CONSIGNAS DEL EJERCICIO -
a: Repite sin cambios el pasaje del fragmento sobre Valladolid que va desde "VALLADOLID, EL PAVO, DELIBES" hasta "y lo inventado.".
b: Según el fragmento sobre Valladolid, ¿en qué ciudad residía la familia de quien escribe cuando nació allí?
c: Indica si cada afirmación coincide con el fragmento sobre Valladolid, respondiendo sí o no y citando las palabras que lo deciden: (i) La amiga envía desde Valladolid fotos de los pavos reales del Campo Grande. (ii) Quien escribe dejó de visitar Valladolid durante la infancia. (iii) El fragmento está fechado el 28 de mayo de 2020.

FRAGMENTO PARA LEER -
==================================================

VALLADOLID, EL PAVO, DELIBES Y YO
- Javier Figuero
- 28 may 2020
- 3 Min. de lectura
Sorprendidos en su indolencia, una amiga me regala desde Valladolid ocasionales fotos de los pavos reales que habitan el Campo Grande. Sabe que representan el origen de mi mundo, porque sostengo la teoría de que este principia con la fascinación, más allá de cuando se evidencien las constantes vitales. Nací allí por empeño materno, cuando la ciudad de residencia de los míos era Madrid y, si hasta la adolescencia repetí visitas por trato familiar, la relación quedó al capricho de una existencia cada vez más distante en la que hice nuevos descubrimientos trascendentales; que las mujeres y los hombres de todos los lugares, por ejemplo, transitan entre las necesidades y el asombro, entre la vulgaridad y el sortilegio, entre lo material y lo inventado.

==================================================

[Entradas guardadas]
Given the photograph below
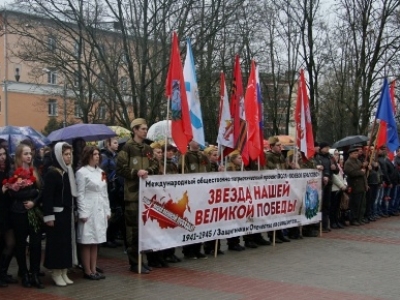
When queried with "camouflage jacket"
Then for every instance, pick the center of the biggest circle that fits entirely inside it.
(132, 158)
(275, 161)
(195, 162)
(232, 167)
(214, 167)
(172, 168)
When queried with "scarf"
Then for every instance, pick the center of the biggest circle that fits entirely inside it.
(68, 169)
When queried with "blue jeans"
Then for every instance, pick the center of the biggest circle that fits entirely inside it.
(385, 201)
(378, 201)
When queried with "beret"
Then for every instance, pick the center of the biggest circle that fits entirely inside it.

==================================================

RESPUESTAS ESPERADAS -
a:
VALLADOLID, EL PAVO, DELIBES Y YO
- Javier Figuero
- 28 may 2020
- 3 Min. de lectura
Sorprendidos en su indolencia, una amiga me regala desde Valladolid ocasionales fotos de los pavos reales que habitan el Campo Grande. Sabe que representan el origen de mi mundo, porque sostengo la teoría de que este principia con la fascinación, más allá de cuando se evidencien las constantes vitales. Nací allí por empeño materno, cuando la ciudad de residencia de los míos era Madrid y, si hasta la adolescencia repetí visitas por trato familiar, la relación quedó al capricho de una existencia cada vez más distante en la que hice nuevos descubrimientos trascendentales; que las mujeres y los hombres de todos los lugares, por ejemplo, transitan entre las necesidades y el asombro, entre la vulgaridad y el sortilegio, entre lo material y lo inventado.

b: En Madrid.

c:
(i) Sí: «una amiga me regala desde Valladolid ocasionales fotos de los pavos reales que habitan el Campo Grande».
(ii) No: «si hasta la adolescencia repetí visitas por trato familiar».
(iii) Sí: «28 may 2020».